The records that follow are to be repeated exactly, with the pictures removed.
——
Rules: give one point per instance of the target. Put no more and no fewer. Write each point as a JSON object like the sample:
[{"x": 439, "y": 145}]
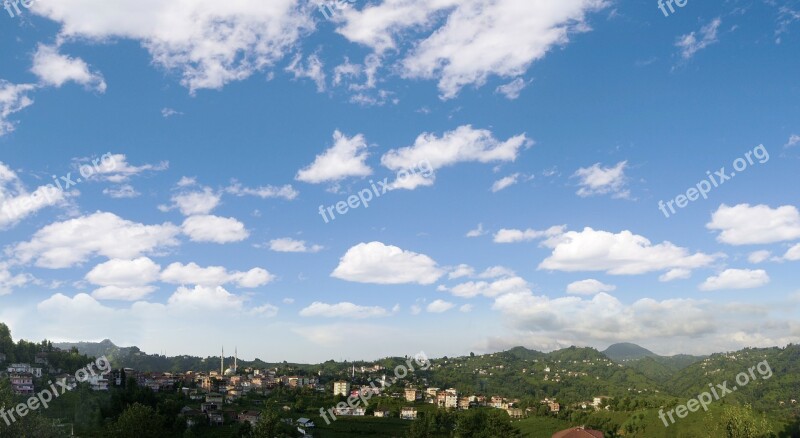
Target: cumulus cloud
[
  {"x": 346, "y": 158},
  {"x": 313, "y": 69},
  {"x": 54, "y": 69},
  {"x": 599, "y": 180},
  {"x": 439, "y": 306},
  {"x": 759, "y": 224},
  {"x": 13, "y": 98},
  {"x": 343, "y": 310},
  {"x": 16, "y": 203},
  {"x": 759, "y": 256},
  {"x": 464, "y": 144},
  {"x": 793, "y": 254},
  {"x": 736, "y": 279},
  {"x": 505, "y": 182},
  {"x": 209, "y": 228},
  {"x": 512, "y": 236},
  {"x": 65, "y": 244},
  {"x": 623, "y": 253},
  {"x": 116, "y": 168},
  {"x": 589, "y": 287},
  {"x": 264, "y": 192},
  {"x": 207, "y": 43},
  {"x": 124, "y": 273},
  {"x": 513, "y": 89},
  {"x": 288, "y": 244},
  {"x": 194, "y": 274},
  {"x": 604, "y": 318},
  {"x": 125, "y": 191},
  {"x": 474, "y": 39},
  {"x": 379, "y": 263},
  {"x": 691, "y": 43},
  {"x": 491, "y": 289}
]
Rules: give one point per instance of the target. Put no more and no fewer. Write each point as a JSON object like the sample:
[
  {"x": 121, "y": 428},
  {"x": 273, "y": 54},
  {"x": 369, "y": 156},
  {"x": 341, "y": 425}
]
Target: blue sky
[{"x": 543, "y": 134}]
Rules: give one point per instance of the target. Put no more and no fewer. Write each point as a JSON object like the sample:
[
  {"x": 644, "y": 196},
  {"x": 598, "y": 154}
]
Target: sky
[{"x": 307, "y": 181}]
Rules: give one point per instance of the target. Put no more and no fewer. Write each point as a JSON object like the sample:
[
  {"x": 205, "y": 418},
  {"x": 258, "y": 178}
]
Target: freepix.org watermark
[
  {"x": 758, "y": 155},
  {"x": 718, "y": 391},
  {"x": 423, "y": 169},
  {"x": 13, "y": 6},
  {"x": 400, "y": 372},
  {"x": 18, "y": 207},
  {"x": 44, "y": 397}
]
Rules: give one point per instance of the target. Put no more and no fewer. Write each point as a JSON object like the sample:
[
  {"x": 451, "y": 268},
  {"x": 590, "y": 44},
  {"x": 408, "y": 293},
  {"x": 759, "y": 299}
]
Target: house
[
  {"x": 578, "y": 432},
  {"x": 216, "y": 418},
  {"x": 408, "y": 413},
  {"x": 305, "y": 422},
  {"x": 249, "y": 417},
  {"x": 22, "y": 383},
  {"x": 341, "y": 387},
  {"x": 214, "y": 397},
  {"x": 515, "y": 413},
  {"x": 413, "y": 395}
]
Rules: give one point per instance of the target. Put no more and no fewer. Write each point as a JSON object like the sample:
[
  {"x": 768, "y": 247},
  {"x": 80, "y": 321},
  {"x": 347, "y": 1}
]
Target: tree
[
  {"x": 739, "y": 422},
  {"x": 138, "y": 421}
]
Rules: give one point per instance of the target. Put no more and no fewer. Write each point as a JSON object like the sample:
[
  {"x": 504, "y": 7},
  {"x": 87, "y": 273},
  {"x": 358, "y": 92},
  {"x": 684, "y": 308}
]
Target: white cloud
[
  {"x": 599, "y": 180},
  {"x": 119, "y": 272},
  {"x": 125, "y": 191},
  {"x": 116, "y": 168},
  {"x": 759, "y": 224},
  {"x": 793, "y": 254},
  {"x": 208, "y": 43},
  {"x": 465, "y": 144},
  {"x": 194, "y": 203},
  {"x": 13, "y": 98},
  {"x": 205, "y": 298},
  {"x": 194, "y": 274},
  {"x": 489, "y": 289},
  {"x": 689, "y": 44},
  {"x": 122, "y": 293},
  {"x": 55, "y": 69},
  {"x": 214, "y": 229},
  {"x": 439, "y": 306},
  {"x": 343, "y": 310},
  {"x": 512, "y": 89},
  {"x": 475, "y": 40},
  {"x": 477, "y": 232},
  {"x": 16, "y": 203},
  {"x": 736, "y": 279},
  {"x": 511, "y": 236},
  {"x": 288, "y": 244},
  {"x": 346, "y": 158},
  {"x": 604, "y": 318},
  {"x": 759, "y": 256},
  {"x": 624, "y": 253},
  {"x": 264, "y": 192},
  {"x": 589, "y": 287},
  {"x": 675, "y": 274},
  {"x": 461, "y": 271},
  {"x": 505, "y": 182},
  {"x": 65, "y": 244},
  {"x": 9, "y": 282},
  {"x": 378, "y": 263},
  {"x": 314, "y": 70}
]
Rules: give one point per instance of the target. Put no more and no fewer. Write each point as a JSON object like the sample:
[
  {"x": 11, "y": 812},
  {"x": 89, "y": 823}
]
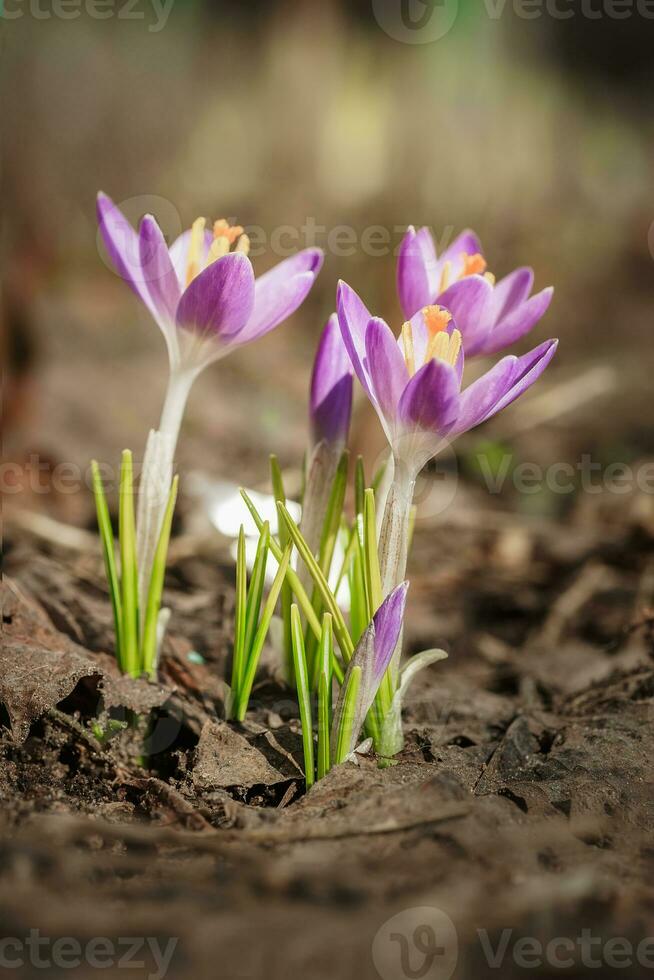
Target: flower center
[
  {"x": 472, "y": 265},
  {"x": 224, "y": 237},
  {"x": 440, "y": 345}
]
——
## [CORRECT RESULT]
Rules: give one point per instance of the target. Put no more and no fewer. Write each point as a JSON object like the sample:
[{"x": 439, "y": 145}]
Target: cumulus cloud
[
  {"x": 346, "y": 158},
  {"x": 313, "y": 69},
  {"x": 54, "y": 69},
  {"x": 599, "y": 180},
  {"x": 439, "y": 306},
  {"x": 759, "y": 224},
  {"x": 13, "y": 98},
  {"x": 343, "y": 310},
  {"x": 16, "y": 203},
  {"x": 759, "y": 256},
  {"x": 464, "y": 144},
  {"x": 793, "y": 254},
  {"x": 736, "y": 279},
  {"x": 505, "y": 182},
  {"x": 209, "y": 228},
  {"x": 512, "y": 236},
  {"x": 65, "y": 244},
  {"x": 623, "y": 253},
  {"x": 116, "y": 168},
  {"x": 589, "y": 287},
  {"x": 264, "y": 192},
  {"x": 207, "y": 43},
  {"x": 124, "y": 273},
  {"x": 513, "y": 89},
  {"x": 288, "y": 244},
  {"x": 194, "y": 274},
  {"x": 604, "y": 318},
  {"x": 125, "y": 191},
  {"x": 474, "y": 39},
  {"x": 379, "y": 263},
  {"x": 691, "y": 43},
  {"x": 491, "y": 289}
]
Rules: give one point per instance of the target. Put no more and no fewer. Write each point as a JSON object like the sample:
[
  {"x": 121, "y": 428},
  {"x": 273, "y": 54},
  {"x": 369, "y": 156},
  {"x": 341, "y": 425}
]
Target: blue sky
[{"x": 543, "y": 134}]
Rules: give one point per instance of the target. Put no more and no fewer. Write each point as a JSON object like the sample:
[
  {"x": 644, "y": 196},
  {"x": 598, "y": 154}
]
Target: sky
[{"x": 307, "y": 181}]
Rules: give one point per instance of the target. Put no more and no fewer. Write each point as a JSON object like the sample:
[
  {"x": 205, "y": 418},
  {"x": 258, "y": 178}
]
Target: freepix.org watermark
[
  {"x": 758, "y": 155},
  {"x": 718, "y": 391},
  {"x": 423, "y": 169},
  {"x": 13, "y": 6},
  {"x": 400, "y": 372},
  {"x": 18, "y": 207},
  {"x": 44, "y": 397}
]
Rules: give one point per instance of the target. Put no more and no fewer. Write each point as a JSON object like the sample:
[
  {"x": 451, "y": 268},
  {"x": 590, "y": 44},
  {"x": 408, "y": 293},
  {"x": 759, "y": 299}
]
Target: house
[
  {"x": 578, "y": 432},
  {"x": 216, "y": 418},
  {"x": 408, "y": 413},
  {"x": 305, "y": 422},
  {"x": 249, "y": 417},
  {"x": 22, "y": 383},
  {"x": 341, "y": 387},
  {"x": 214, "y": 397},
  {"x": 515, "y": 413},
  {"x": 413, "y": 395}
]
Rules: give one point per instance of the target. Put no more and no fewer. Write each point as a JSON object like the sample:
[
  {"x": 768, "y": 247},
  {"x": 80, "y": 321},
  {"x": 347, "y": 1}
]
Target: tree
[
  {"x": 739, "y": 422},
  {"x": 138, "y": 421}
]
Rules: give one point per instance of the target. Put no more and no fewer. Write each point as a JSON object like the sample:
[
  {"x": 504, "y": 7},
  {"x": 87, "y": 273},
  {"x": 358, "y": 92},
  {"x": 684, "y": 308}
]
Target: white cloud
[
  {"x": 599, "y": 180},
  {"x": 119, "y": 272},
  {"x": 125, "y": 191},
  {"x": 116, "y": 168},
  {"x": 759, "y": 224},
  {"x": 793, "y": 254},
  {"x": 208, "y": 43},
  {"x": 465, "y": 144},
  {"x": 194, "y": 203},
  {"x": 13, "y": 98},
  {"x": 205, "y": 298},
  {"x": 194, "y": 274},
  {"x": 489, "y": 289},
  {"x": 689, "y": 44},
  {"x": 122, "y": 293},
  {"x": 55, "y": 69},
  {"x": 214, "y": 229},
  {"x": 439, "y": 306},
  {"x": 343, "y": 310},
  {"x": 512, "y": 89},
  {"x": 475, "y": 40},
  {"x": 477, "y": 232},
  {"x": 16, "y": 203},
  {"x": 736, "y": 279},
  {"x": 511, "y": 236},
  {"x": 288, "y": 244},
  {"x": 346, "y": 158},
  {"x": 604, "y": 318},
  {"x": 759, "y": 256},
  {"x": 624, "y": 253},
  {"x": 264, "y": 192},
  {"x": 589, "y": 287},
  {"x": 675, "y": 274},
  {"x": 461, "y": 271},
  {"x": 505, "y": 182},
  {"x": 65, "y": 244},
  {"x": 9, "y": 282},
  {"x": 378, "y": 263},
  {"x": 314, "y": 70}
]
Rules: give one point per instance of the target. Put no more and no fewer. Write each point as a JSON object like the sample:
[
  {"x": 11, "y": 812},
  {"x": 89, "y": 823}
]
Target: flower center
[
  {"x": 472, "y": 265},
  {"x": 224, "y": 237},
  {"x": 440, "y": 345}
]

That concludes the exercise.